- _To do_
1: Rewrite the paragraph about Joe Strummer that begins "Earlier this year I noticed" as a short bulleted list, keeping its main facts.
2: Translate this sentence from the passage about Joe Strummer into Spanish: "They were trailers, it turned out, for a range of hip babygrows."
3: Output the part of the passage about Joe Strummer starting at "Earlier this year" and ending at "of Joe Strummer.".

- _Document segment_
_____

Earlier this year I noticed guerrilla-stickered cartoon bubbles around London that posed the question, ‘What would Joe Strummer do?’ They were trailers, it turned out, for a range of hip babygrows. But this mild absurdity exemplified how, almost four years since his death on 22 December 2002, the enigmatic Joe Strummer, spokesman for the punk generation and front man for The Clash, seems to have seeped in everywhere in contemporary culture. In Irvine Welsh’s new novel, The Bedroom Secrets of the Master Chefs, he has a controversial cameo role; the excellent play Meeting Joe Strummer won an award at this year’s Edinburgh festival; director Julien Temple is finishing a film about Joe; a box set of CD singles of The Clash’s original vinyl 45s is released next month; and I’ve finally finished writing his biography, Redemption Song: the Definitive Biography of Joe Strummer.

_____

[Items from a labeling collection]
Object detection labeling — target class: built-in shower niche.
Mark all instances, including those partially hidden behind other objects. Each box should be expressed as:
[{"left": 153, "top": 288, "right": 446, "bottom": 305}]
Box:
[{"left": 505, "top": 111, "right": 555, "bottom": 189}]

_____

- _Solutions_
1:
- Stickered cartoon bubbles around London asked, "What would Joe Strummer do?" They turned out to be trailers for a range of hip babygrows.
- Almost four years after his death on 22 December 2002, Joe Strummer, spokesman for the punk generation and front man for The Clash, seems to have seeped in everywhere in contemporary culture:
  - He has a controversial cameo role in Irvine Welsh's new novel, The Bedroom Secrets of the Master Chefs.
  - The play Meeting Joe Strummer won an award at this year's Edinburgh festival.
  - Director Julien Temple is finishing a film about him.
  - A box set of CD singles of The Clash's original vinyl 45s is released next month.
  - The writer has finished his biography, Redemption Song: the Definitive Biography of Joe Strummer.

2: Resultó que eran avances publicitarios de una línea de peleles a la moda.

3:
Earlier this year I noticed guerrilla-stickered cartoon bubbles around London that posed the question, ‘What would Joe Strummer do?’ They were trailers, it turned out, for a range of hip babygrows. But this mild absurdity exemplified how, almost four years since his death on 22 December 2002, the enigmatic Joe Strummer, spokesman for the punk generation and front man for The Clash, seems to have seeped in everywhere in contemporary culture. In Irvine Welsh’s new novel, The Bedroom Secrets of the Master Chefs, he has a controversial cameo role; the excellent play Meeting Joe Strummer won an award at this year’s Edinburgh festival; director Julien Temple is finishing a film about Joe; a box set of CD singles of The Clash’s original vinyl 45s is released next month; and I’ve finally finished writing his biography, Redemption Song: the Definitive Biography of Joe Strummer.